Text segment -
****************

I woke up this morning to find that, one, we didn’t get all the snow we were supposed to get last night (we’re getting it now), and two, several of the blogs I follow are posting up articles on who they would put on a personalized Mount Rushmore for beer.
I didn’t get an official invite to participate, but that’s fine by me because as I’ve said in the past, homework assignments and deadlines don’t play well here at tDoB and most importantly, I love to assume the role of party crasher. So with that in mind let’s do this.
First some background. If you’re a listener of talk radio you’ve probably heard someone do the “Mount Rushmore” discussion before, if not it works like this:
- Pick a category
- Pick four people (Rushmore only has four heads) that you think best deserve to be immortalized in the side of a mountain because of their contributions or personal influences to the category selected.
- Argue for hours. Truth, my friend Lisa and I went round and round one night when we did the Mount Rushmore of rock music.
How one decides whose mug should be immortalized is totally up to the individual. Some take a holistic/historical perspective and some take a very personal approach and others sprinkle in a little of both. There’s really no wrong way to do this exercise, it’s purely personal, but if you do it in a setting where multiple people can chime in, the resulting debate can be quite fun, and sometimes quite heated. Which is why it pops up on talk radio quite frequently.
So with all that said, how am I going to approach this? While I respect the nods that will no doubt go to the historical side of the spectrum, or to those who have furthered the knowledge and understanding of beer in general, I think for the purposes of this post I’ll pull the scope in a bit and pick four people who had an impact on me personally when it comes to beer. So let’s do this.
Pete Slosberg – Pete was the titular brewer/producer of Pete’s Wicked Ale, a beer that I’ve commented on several times in the past as being my “gateway” beer into the craft beer world. When Wicked Ale hit the shelves, it wasn’t just another craft beer in a bulging arena of craft beers, no it just about the only one. Samuel Adams had a few years head start, but wasn’t yet a common beer on the market and Anchor was still years away from coming over to this side of nation, and when it did, it wasn’t something you saw in every liquor store.

****************

Data -
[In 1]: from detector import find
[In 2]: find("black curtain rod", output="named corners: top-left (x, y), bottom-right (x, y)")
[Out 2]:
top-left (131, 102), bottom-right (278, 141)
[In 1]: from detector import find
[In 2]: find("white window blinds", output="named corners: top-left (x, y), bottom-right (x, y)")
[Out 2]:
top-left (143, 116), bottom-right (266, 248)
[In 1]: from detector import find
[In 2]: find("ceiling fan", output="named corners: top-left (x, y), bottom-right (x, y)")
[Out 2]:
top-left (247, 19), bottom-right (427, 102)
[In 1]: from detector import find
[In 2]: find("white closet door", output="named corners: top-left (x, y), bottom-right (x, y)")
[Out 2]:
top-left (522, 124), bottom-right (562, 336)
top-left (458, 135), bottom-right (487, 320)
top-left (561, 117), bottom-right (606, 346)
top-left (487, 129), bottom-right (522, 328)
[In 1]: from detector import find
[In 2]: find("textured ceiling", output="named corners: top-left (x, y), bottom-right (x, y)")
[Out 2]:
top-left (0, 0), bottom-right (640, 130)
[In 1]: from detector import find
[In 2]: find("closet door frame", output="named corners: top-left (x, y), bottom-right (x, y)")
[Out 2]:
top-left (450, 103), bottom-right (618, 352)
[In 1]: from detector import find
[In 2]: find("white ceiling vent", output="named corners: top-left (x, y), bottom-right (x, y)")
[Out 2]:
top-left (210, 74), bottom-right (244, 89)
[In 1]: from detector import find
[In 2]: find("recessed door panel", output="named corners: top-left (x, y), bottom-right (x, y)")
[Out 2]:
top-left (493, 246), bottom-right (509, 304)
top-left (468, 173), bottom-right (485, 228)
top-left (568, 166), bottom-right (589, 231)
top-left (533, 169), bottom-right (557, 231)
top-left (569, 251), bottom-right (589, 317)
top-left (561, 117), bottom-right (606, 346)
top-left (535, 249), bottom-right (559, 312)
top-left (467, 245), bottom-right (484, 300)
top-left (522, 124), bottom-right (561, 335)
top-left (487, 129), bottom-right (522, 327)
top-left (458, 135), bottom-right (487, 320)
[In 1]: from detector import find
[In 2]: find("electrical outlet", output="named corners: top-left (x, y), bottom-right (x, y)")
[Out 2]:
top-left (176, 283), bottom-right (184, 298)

****************

Exercises to complete -
[1] Answer from the beer Mount Rushmore post:
(a) How many people are picked in the exercise, and why that number?
(b) What category were the writer and Lisa arguing over one night?
(c) Which beer does the writer call a "gateway" into the craft beer world?
[2] Retype the portion of the beer Mount Rushmore post starting with "First some background." and going on through "of rock music.".
The listing can be left aside.

Per-task answers -
[1]
(a) Four, because Rushmore only has four heads.
(b) Rock music.
(c) Pete's Wicked Ale.

[2]
First some background. If you’re a listener of talk radio you’ve probably heard someone do the “Mount Rushmore” discussion before, if not it works like this:
- Pick a category
- Pick four people (Rushmore only has four heads) that you think best deserve to be immortalized in the side of a mountain because of their contributions or personal influences to the category selected.
- Argue for hours. Truth, my friend Lisa and I went round and round one night when we did the Mount Rushmore of rock music.